▶
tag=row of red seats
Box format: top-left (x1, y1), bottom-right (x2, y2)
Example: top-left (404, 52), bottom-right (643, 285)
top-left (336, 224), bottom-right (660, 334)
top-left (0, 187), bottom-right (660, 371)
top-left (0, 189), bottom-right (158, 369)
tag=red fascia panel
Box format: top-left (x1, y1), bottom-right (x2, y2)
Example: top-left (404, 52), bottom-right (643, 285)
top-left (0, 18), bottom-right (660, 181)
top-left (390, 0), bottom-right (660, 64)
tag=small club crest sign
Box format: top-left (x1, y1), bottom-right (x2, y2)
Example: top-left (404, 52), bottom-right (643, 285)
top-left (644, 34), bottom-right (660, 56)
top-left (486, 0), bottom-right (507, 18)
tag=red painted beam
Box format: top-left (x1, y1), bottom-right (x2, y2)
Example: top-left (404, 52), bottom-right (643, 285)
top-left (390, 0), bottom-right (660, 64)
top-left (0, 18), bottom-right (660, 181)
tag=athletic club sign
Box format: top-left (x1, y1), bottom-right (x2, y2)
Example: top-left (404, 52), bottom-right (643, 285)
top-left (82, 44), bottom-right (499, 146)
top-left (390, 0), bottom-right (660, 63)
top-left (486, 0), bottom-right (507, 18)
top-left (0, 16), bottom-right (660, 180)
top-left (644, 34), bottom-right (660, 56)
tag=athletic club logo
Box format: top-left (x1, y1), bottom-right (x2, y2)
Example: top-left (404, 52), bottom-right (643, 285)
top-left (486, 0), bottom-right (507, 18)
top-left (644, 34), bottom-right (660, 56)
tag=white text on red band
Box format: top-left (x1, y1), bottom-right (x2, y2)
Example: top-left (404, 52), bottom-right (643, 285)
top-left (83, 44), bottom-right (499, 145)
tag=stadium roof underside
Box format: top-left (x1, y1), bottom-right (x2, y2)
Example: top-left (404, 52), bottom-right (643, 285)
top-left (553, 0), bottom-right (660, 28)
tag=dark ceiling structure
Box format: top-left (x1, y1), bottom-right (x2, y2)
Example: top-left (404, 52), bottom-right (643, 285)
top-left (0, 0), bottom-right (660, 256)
◀
◆ **PROBLEM REQUIREMENTS**: Put every line of the material above into a Markdown table with the columns Row and Line, numbering the lines in order and omitting any blank ones.

◆ **THE REPLY**:
| Row | Line |
|---|---|
| 1 | tag=row of red seats |
| 2 | Box format: top-left (x1, y1), bottom-right (x2, y2) |
| 3 | Example: top-left (404, 52), bottom-right (643, 285) |
| 4 | top-left (336, 224), bottom-right (660, 334) |
| 5 | top-left (0, 187), bottom-right (660, 371) |
| 6 | top-left (0, 189), bottom-right (158, 369) |
| 7 | tag=red fascia panel |
| 8 | Box format: top-left (x1, y1), bottom-right (x2, y2) |
| 9 | Example: top-left (404, 52), bottom-right (643, 285) |
| 10 | top-left (0, 18), bottom-right (660, 181) |
| 11 | top-left (390, 0), bottom-right (660, 64) |
| 12 | tag=small club crest sign |
| 13 | Box format: top-left (x1, y1), bottom-right (x2, y2) |
| 14 | Example: top-left (404, 52), bottom-right (643, 285) |
| 15 | top-left (644, 34), bottom-right (660, 56) |
| 16 | top-left (486, 0), bottom-right (507, 18) |
| 17 | tag=red painted beam |
| 18 | Box format: top-left (x1, y1), bottom-right (x2, y2) |
| 19 | Example: top-left (404, 52), bottom-right (643, 285) |
| 20 | top-left (390, 0), bottom-right (660, 64) |
| 21 | top-left (0, 18), bottom-right (660, 181) |
| 22 | tag=athletic club sign |
| 23 | Box format: top-left (x1, y1), bottom-right (x2, y2) |
| 24 | Example: top-left (404, 52), bottom-right (643, 285) |
| 25 | top-left (82, 44), bottom-right (499, 146) |
| 26 | top-left (390, 0), bottom-right (660, 63) |
| 27 | top-left (486, 0), bottom-right (507, 18) |
| 28 | top-left (0, 16), bottom-right (660, 180) |
| 29 | top-left (644, 34), bottom-right (660, 56) |
| 30 | tag=athletic club logo |
| 31 | Box format: top-left (x1, y1), bottom-right (x2, y2) |
| 32 | Example: top-left (404, 52), bottom-right (643, 285) |
| 33 | top-left (486, 0), bottom-right (507, 18) |
| 34 | top-left (644, 34), bottom-right (660, 56) |
| 35 | tag=white text on red band |
| 36 | Box format: top-left (x1, y1), bottom-right (x2, y2) |
| 37 | Example: top-left (404, 52), bottom-right (643, 285) |
| 38 | top-left (83, 44), bottom-right (499, 145) |
| 39 | tag=stadium roof underside |
| 40 | Box format: top-left (x1, y1), bottom-right (x2, y2) |
| 41 | Example: top-left (404, 52), bottom-right (643, 285) |
| 42 | top-left (553, 0), bottom-right (660, 28) |
| 43 | tag=dark ceiling structure |
| 44 | Box format: top-left (x1, y1), bottom-right (x2, y2) |
| 45 | Example: top-left (404, 52), bottom-right (643, 285) |
| 46 | top-left (0, 0), bottom-right (660, 256) |